◆ **EXERCISE GOAL**:
Copy out, unchanged, every line of the material from the one containing "Q: Identify one point on each instance of the green bush." through the final line of the material, both included.

======== EXTRACTED MATERIAL ========

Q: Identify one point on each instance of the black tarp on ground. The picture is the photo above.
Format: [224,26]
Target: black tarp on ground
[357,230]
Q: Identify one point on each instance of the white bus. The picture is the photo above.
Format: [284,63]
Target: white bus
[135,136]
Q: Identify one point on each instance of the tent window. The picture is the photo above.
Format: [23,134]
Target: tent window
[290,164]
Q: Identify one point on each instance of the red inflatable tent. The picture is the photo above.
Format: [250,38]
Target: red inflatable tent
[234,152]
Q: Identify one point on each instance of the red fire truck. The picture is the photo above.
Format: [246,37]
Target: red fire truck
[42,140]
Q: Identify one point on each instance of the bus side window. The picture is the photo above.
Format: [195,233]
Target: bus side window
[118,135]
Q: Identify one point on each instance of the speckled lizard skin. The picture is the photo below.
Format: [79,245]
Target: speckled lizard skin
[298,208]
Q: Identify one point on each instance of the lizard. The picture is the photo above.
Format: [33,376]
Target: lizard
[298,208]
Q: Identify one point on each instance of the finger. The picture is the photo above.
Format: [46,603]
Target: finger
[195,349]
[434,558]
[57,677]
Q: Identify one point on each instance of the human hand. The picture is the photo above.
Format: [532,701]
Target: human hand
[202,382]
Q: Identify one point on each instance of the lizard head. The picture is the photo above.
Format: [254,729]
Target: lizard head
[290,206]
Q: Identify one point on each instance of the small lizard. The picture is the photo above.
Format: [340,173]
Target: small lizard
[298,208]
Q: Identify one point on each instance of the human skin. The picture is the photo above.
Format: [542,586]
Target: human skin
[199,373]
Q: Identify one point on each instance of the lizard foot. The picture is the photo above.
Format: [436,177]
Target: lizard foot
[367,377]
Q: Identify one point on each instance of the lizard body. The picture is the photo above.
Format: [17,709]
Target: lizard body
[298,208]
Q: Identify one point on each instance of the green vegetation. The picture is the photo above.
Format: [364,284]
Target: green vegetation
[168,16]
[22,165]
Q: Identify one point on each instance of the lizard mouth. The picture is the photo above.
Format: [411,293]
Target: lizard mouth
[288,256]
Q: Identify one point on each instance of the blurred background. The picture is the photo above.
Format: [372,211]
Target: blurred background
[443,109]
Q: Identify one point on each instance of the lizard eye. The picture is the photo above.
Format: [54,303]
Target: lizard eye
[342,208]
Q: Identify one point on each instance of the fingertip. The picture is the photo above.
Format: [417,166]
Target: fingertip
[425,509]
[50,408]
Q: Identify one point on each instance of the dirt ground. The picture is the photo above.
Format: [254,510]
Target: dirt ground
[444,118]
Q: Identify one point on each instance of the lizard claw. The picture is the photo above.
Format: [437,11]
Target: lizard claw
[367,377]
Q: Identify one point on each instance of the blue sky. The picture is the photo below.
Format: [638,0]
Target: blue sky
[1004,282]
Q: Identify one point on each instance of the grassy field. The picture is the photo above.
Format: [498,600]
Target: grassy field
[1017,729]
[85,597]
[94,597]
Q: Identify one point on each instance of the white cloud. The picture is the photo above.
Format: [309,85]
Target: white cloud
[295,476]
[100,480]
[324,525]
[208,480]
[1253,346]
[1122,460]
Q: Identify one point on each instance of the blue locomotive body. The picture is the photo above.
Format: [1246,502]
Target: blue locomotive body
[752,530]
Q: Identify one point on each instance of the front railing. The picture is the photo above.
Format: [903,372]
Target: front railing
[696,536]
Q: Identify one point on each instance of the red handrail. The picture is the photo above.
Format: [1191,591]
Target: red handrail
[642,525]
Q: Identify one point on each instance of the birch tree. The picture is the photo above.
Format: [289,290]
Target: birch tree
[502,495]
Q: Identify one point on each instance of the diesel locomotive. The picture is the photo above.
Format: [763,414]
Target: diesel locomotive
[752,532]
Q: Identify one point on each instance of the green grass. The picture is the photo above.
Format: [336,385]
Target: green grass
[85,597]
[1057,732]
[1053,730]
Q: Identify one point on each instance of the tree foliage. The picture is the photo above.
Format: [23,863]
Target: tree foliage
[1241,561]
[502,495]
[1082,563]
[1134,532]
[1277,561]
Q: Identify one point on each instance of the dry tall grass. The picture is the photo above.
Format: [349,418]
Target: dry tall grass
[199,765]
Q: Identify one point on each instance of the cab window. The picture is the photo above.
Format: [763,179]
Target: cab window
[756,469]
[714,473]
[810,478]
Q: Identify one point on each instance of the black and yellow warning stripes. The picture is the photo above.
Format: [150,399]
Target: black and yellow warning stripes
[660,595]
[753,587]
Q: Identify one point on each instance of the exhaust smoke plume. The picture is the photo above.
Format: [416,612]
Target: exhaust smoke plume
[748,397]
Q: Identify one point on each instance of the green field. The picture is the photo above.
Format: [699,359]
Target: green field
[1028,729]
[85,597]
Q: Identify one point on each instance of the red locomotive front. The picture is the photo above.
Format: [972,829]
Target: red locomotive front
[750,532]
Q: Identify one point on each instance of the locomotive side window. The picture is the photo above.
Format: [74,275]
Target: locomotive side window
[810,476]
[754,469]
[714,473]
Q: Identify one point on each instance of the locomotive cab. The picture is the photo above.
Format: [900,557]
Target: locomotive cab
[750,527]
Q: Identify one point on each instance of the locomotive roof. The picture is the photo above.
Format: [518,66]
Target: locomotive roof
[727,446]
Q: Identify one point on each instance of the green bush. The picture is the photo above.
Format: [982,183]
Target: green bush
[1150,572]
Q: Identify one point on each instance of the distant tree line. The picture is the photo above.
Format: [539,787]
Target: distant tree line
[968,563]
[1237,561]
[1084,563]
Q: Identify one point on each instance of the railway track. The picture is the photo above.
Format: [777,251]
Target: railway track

========

◆ **RESULT**:
Q: Identify one point on each instance of the green bush. The picture is the photo above.
Format: [982,183]
Target: green bush
[1150,572]
Q: Identify one point on each instance of the distant tree line. The picture is the photo above.
Format: [539,787]
Target: distant tree line
[968,563]
[1237,561]
[1084,563]
Q: Identify one point on each instance of the railway track. The picture is the photo above.
Format: [777,251]
Target: railway track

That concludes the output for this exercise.